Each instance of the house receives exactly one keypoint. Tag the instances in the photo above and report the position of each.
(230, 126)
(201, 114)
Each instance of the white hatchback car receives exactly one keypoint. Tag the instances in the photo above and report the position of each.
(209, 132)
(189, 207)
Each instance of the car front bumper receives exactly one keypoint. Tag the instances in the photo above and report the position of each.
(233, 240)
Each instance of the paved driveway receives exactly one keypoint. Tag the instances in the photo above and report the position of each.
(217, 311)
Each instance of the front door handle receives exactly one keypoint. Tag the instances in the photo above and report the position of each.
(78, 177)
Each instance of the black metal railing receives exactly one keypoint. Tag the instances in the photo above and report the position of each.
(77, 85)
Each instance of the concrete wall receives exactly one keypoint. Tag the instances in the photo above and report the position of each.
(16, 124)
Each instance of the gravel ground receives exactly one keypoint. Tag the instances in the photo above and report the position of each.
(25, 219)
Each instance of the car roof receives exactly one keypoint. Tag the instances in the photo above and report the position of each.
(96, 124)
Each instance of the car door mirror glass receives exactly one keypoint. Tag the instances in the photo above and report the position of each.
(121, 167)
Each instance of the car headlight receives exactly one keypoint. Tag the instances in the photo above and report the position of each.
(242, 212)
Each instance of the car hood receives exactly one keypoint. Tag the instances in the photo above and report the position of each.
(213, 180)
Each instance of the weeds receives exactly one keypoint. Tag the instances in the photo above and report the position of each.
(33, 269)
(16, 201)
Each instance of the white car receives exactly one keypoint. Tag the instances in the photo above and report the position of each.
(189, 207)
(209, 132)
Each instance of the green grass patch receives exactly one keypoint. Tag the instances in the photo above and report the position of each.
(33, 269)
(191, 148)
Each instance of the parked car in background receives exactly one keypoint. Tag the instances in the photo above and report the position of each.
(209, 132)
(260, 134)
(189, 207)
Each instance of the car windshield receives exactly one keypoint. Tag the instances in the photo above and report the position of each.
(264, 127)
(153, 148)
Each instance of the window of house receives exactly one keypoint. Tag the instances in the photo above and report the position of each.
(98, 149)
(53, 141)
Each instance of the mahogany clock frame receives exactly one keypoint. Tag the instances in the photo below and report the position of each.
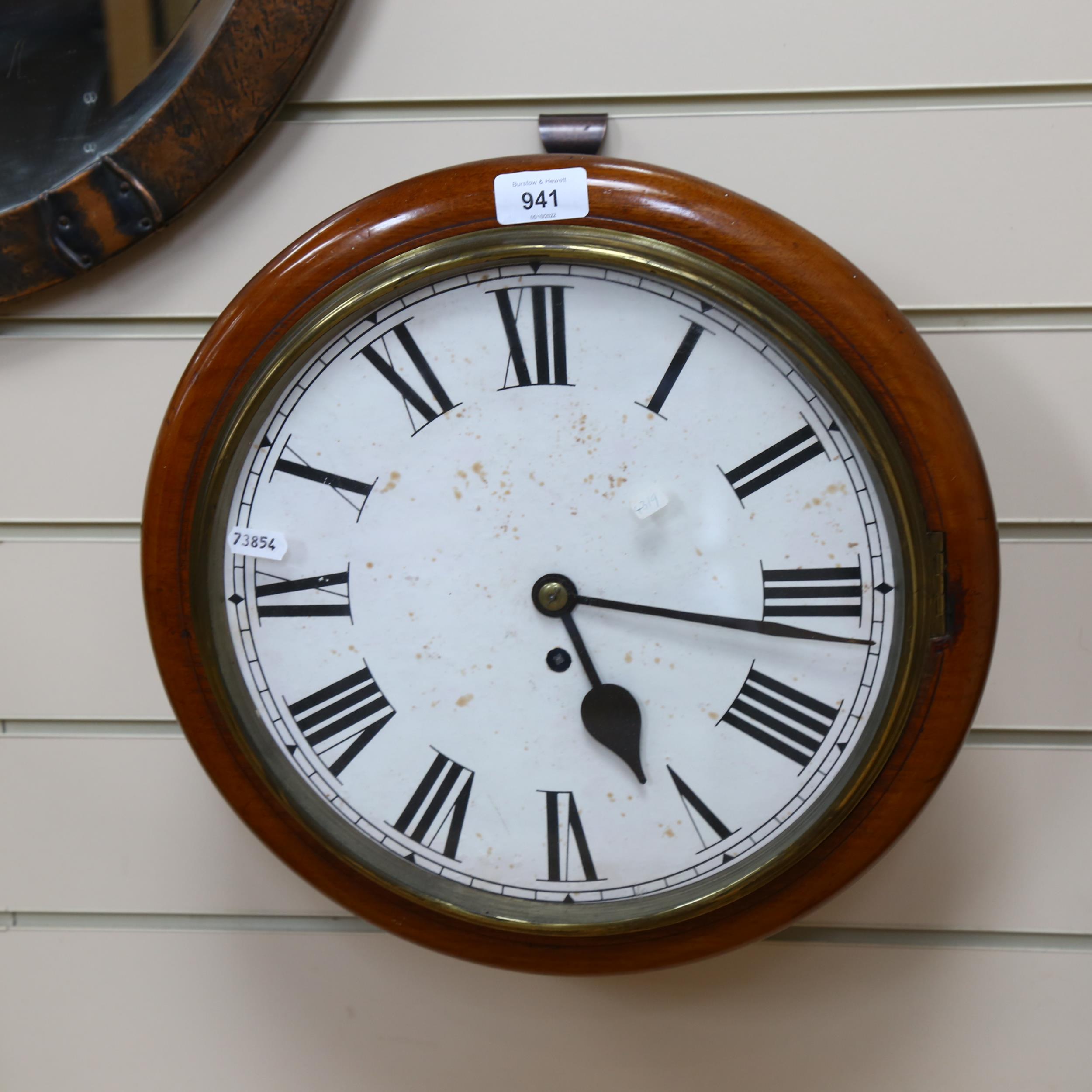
(233, 88)
(824, 290)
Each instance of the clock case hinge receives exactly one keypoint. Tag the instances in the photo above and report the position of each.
(937, 622)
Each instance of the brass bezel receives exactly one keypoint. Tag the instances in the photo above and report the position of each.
(704, 278)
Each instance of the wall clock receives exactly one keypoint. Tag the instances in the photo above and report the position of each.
(574, 595)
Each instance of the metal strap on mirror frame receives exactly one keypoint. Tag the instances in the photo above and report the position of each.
(573, 134)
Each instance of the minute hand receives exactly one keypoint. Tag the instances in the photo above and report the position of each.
(748, 625)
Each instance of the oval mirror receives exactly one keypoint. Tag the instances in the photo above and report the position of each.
(116, 114)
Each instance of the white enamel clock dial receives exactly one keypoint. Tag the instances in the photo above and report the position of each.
(456, 477)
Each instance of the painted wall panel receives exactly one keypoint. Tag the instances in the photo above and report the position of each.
(75, 643)
(934, 206)
(278, 1013)
(1002, 847)
(391, 49)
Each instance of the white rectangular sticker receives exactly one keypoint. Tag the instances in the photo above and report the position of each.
(649, 504)
(255, 543)
(529, 197)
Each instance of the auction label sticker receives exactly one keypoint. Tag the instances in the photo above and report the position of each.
(252, 543)
(531, 197)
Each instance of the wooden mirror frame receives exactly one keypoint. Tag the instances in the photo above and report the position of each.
(824, 290)
(141, 184)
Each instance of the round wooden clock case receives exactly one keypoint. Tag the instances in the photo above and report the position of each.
(726, 272)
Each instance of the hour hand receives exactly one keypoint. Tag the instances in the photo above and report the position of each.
(611, 713)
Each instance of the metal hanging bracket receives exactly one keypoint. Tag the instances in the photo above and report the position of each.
(573, 134)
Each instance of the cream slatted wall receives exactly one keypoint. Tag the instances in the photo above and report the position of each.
(150, 942)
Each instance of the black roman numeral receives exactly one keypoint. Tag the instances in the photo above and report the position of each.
(342, 719)
(674, 370)
(813, 593)
(316, 608)
(429, 814)
(300, 468)
(410, 397)
(564, 829)
(783, 719)
(711, 829)
(545, 335)
(771, 464)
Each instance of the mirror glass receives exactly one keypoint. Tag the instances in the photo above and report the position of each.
(77, 77)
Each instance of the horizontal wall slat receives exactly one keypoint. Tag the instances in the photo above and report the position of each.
(180, 1012)
(92, 467)
(427, 51)
(943, 209)
(73, 645)
(1002, 847)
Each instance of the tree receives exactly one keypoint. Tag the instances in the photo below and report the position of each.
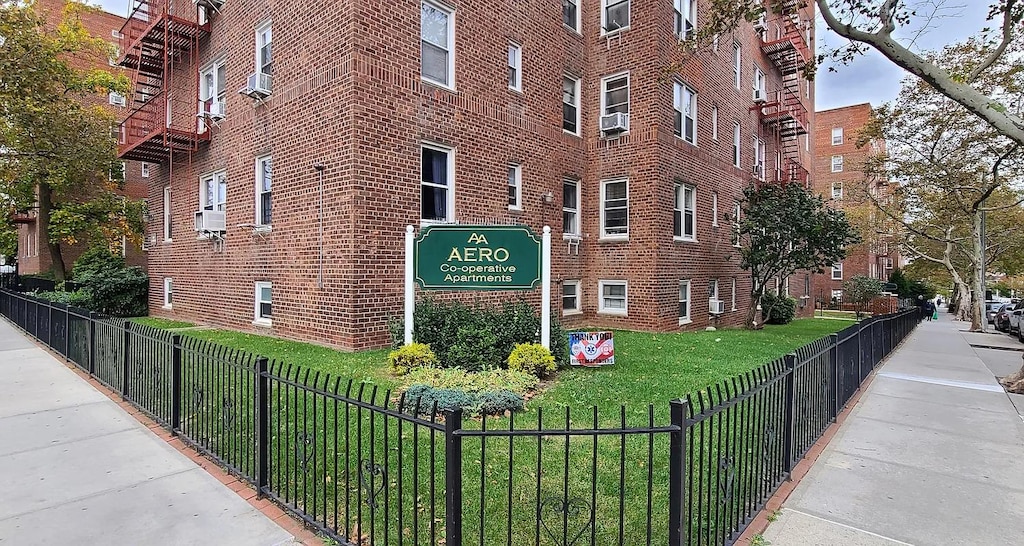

===

__Problem to work on__.
Leave out the pictures and repeat exactly the lines from the one containing "Each instance of the mirror" through the last line of the entries.

__Written answer__.
Each instance of the mirror glass receives exactly one keypoint. Tag the instances in the photo above and report the position of each.
(77, 77)
Each instance of the horizontal wall slat receives exactly one keypoint. Tag the instances in the photo above and report the position of each.
(180, 1012)
(92, 467)
(427, 51)
(943, 209)
(73, 645)
(1002, 847)
Each instance of the tree receives exactly one keypoint. Tag the instances in the photo below and report the position of each.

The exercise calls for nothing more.